(Records provided Opens)

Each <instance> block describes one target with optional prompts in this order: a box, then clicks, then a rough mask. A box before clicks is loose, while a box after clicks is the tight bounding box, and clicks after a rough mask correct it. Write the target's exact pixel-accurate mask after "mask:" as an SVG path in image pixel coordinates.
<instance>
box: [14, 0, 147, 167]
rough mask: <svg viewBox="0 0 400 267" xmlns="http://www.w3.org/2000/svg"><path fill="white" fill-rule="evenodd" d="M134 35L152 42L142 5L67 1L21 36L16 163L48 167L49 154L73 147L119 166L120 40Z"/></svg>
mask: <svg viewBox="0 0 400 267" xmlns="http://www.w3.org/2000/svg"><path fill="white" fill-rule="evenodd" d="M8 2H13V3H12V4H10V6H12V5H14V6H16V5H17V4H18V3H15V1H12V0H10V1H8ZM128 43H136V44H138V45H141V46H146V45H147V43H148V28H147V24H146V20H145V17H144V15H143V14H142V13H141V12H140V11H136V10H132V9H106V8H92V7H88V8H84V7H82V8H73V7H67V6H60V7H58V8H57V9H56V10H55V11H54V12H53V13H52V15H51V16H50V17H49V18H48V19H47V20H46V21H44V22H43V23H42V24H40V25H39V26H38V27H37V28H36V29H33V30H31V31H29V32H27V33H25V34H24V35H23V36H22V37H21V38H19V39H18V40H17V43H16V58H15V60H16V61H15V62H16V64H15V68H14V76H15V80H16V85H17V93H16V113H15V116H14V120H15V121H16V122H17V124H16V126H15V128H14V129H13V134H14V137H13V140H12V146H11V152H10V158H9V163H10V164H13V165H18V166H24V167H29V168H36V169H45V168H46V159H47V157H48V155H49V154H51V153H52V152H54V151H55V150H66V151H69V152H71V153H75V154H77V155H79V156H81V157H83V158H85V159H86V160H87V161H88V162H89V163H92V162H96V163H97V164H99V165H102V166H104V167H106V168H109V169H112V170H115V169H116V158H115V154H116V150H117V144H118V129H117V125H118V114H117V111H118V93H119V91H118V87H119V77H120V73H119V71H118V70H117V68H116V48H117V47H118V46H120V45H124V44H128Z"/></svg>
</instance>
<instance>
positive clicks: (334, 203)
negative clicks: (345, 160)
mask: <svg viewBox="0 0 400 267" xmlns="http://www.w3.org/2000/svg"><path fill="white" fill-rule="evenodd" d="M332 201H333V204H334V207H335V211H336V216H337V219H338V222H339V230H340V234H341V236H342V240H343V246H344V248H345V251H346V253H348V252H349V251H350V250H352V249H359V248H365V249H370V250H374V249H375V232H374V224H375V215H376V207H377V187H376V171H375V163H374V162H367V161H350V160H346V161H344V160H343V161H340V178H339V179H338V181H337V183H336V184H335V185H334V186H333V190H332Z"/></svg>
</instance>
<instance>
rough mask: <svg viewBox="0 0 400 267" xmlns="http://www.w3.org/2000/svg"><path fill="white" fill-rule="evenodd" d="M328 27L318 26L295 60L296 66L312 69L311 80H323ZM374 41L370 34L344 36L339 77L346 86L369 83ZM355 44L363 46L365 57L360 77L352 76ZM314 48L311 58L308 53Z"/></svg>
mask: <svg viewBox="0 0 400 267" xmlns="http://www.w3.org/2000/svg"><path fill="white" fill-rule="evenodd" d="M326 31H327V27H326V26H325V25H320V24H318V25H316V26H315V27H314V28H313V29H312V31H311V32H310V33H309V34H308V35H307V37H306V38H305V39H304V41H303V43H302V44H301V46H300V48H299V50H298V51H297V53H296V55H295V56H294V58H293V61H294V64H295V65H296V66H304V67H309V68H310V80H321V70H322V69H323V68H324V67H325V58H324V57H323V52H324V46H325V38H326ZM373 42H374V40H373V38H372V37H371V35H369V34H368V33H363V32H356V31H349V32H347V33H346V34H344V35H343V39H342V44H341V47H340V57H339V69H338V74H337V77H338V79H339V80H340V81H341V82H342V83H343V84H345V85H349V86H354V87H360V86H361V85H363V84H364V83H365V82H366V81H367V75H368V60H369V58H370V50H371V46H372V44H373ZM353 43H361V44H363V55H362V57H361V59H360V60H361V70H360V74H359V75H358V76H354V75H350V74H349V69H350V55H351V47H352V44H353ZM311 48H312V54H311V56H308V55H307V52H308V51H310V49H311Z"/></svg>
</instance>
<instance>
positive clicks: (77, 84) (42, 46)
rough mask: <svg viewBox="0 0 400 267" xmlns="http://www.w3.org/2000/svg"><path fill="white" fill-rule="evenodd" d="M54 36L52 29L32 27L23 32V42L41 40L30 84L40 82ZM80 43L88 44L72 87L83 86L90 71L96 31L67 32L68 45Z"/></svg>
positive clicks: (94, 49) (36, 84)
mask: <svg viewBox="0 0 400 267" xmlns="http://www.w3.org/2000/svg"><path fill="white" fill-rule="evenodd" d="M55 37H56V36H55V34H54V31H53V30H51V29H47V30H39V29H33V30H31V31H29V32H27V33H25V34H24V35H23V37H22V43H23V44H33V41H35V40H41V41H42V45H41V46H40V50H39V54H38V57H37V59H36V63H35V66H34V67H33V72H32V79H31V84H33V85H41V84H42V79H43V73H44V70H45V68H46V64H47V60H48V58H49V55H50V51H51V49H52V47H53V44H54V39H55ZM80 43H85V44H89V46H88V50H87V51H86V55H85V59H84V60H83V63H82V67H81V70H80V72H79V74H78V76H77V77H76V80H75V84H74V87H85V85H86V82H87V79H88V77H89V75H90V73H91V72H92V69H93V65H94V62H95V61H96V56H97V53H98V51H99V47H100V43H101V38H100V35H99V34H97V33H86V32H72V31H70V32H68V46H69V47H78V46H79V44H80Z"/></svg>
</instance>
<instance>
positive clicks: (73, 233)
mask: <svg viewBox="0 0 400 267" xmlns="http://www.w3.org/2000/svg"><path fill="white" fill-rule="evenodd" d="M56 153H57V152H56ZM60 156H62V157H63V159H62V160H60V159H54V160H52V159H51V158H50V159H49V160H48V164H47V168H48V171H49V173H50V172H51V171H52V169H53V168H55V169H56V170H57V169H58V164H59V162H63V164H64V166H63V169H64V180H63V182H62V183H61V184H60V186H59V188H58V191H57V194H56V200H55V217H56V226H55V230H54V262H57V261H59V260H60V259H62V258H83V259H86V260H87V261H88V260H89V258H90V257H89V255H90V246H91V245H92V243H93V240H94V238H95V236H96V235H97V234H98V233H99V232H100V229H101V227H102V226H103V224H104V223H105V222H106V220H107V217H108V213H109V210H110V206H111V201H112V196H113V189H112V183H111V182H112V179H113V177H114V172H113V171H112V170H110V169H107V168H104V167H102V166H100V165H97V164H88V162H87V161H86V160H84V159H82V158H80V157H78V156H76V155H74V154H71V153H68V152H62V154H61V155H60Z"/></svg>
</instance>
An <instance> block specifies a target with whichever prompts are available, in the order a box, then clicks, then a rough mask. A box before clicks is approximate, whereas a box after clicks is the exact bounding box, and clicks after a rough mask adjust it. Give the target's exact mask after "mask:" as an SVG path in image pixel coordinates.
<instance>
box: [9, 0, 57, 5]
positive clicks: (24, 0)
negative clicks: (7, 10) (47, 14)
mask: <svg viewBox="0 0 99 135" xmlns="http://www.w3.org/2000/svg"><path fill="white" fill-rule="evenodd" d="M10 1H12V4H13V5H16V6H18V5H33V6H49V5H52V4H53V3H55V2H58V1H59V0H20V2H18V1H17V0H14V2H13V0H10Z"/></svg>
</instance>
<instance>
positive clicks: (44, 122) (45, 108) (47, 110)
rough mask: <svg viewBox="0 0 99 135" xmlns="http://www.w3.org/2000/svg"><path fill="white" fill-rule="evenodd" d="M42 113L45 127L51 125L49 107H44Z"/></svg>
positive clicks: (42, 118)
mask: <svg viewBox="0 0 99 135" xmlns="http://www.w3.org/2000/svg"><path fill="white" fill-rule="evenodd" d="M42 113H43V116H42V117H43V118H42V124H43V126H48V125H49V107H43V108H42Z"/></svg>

(Records provided Closes)

Copy out every line in the items above that contains the string "negative". Case counts.

■ **Output**:
negative clicks: (345, 160)
negative clicks: (7, 10) (47, 14)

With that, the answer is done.